---------- Text to read ----------
XrayFluoMercuryPrimaryGeneratorAction::~XrayFluoMercuryPrimaryGeneratorAction

(

)

Definition at line 89 of file XrayFluoMercuryPrimaryGeneratorAction.cc.

{
  delete particleGun;
  delete gunMessenger;
  delete runManager;

  G4cout << "XrayFluoMercuryPrimaryGeneratorAction deleted" << G4endl;

}

Member Function Documentation

GeneratePrimaries()

void XrayFluoMercuryPrimaryGeneratorAction::GeneratePrimaries ( G4Event *  anEvent )

virtual

Implements G4VUserPrimaryGeneratorAction.

Definition at line 101 of file XrayFluoMercuryPrimaryGeneratorAction.cc.

{
  //this function is called at the begining of event
  // 

  // Conidering the sunas a Poin-like source.

  G4double z0 = -0.5*(XrayFluoDetector->GetWorldSizeZ());
  G4double y0 = 0.*m, x0 = 0.*m;


  // Let's try to illuminate only the prtion of Mercury surface that can be seen by the detector.
---------- Data records ----------
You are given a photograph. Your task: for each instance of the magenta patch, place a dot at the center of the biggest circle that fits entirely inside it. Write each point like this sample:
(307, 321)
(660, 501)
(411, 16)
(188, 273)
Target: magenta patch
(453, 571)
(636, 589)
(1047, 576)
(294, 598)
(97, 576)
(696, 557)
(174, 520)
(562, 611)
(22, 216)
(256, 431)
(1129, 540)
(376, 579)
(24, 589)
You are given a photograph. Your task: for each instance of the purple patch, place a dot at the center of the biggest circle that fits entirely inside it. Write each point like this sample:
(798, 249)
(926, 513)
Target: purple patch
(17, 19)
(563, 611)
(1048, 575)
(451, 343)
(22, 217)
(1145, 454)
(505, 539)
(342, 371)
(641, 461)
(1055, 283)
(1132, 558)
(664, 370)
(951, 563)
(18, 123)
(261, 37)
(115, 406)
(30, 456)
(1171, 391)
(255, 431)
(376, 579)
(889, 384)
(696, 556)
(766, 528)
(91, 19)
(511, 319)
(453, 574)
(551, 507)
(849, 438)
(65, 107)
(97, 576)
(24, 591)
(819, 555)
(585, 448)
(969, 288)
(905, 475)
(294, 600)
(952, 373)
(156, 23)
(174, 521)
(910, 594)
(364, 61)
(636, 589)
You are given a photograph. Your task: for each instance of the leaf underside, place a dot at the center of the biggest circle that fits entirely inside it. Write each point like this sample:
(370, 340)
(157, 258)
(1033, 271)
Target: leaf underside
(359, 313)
----------
---------- Data records ----------
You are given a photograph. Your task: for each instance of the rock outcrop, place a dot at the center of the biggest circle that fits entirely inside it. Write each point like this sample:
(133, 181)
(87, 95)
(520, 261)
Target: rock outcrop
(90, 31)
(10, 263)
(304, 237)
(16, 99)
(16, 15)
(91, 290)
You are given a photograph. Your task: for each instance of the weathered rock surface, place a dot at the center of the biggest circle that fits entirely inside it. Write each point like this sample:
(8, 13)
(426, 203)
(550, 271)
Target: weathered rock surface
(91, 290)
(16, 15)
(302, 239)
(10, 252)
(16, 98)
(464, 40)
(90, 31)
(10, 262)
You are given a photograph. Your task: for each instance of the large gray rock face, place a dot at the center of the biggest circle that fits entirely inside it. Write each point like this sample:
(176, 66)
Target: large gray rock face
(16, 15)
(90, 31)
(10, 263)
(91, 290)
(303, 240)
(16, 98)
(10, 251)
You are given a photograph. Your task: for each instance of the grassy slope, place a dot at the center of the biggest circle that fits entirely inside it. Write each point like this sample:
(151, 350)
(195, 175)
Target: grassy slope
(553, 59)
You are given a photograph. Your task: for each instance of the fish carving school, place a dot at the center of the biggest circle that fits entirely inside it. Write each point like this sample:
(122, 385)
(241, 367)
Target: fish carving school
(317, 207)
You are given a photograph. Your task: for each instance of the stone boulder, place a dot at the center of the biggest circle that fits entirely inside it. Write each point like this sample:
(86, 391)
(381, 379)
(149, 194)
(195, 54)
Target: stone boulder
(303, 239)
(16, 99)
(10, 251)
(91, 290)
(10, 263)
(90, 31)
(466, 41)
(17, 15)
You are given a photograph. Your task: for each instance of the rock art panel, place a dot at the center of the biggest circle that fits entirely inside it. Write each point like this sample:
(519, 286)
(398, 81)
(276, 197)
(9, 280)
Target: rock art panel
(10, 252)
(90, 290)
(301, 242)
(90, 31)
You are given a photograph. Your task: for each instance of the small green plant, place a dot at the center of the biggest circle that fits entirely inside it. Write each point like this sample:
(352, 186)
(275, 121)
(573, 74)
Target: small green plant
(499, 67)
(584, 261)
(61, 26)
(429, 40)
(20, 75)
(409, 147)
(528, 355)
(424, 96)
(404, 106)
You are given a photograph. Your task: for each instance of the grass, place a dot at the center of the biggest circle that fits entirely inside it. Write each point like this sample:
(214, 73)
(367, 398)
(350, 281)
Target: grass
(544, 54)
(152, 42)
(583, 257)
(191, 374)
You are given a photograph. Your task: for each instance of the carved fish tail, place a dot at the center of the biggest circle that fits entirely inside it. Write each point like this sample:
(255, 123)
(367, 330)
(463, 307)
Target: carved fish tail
----------
_Instructions_:
1/ From the code documentation, copy the part that opens with the words containing "Member Function Documentation" and closes with "Implements G4VUserPrimaryGeneratorAction.".
2/ In the code documentation, which class does GeneratePrimaries implement?

_Per-task outputs_:
1/
Member Function Documentation

GeneratePrimaries()

void XrayFluoMercuryPrimaryGeneratorAction::GeneratePrimaries ( G4Event *  anEvent )

virtual

Implements G4VUserPrimaryGeneratorAction.

2/ G4VUserPrimaryGeneratorAction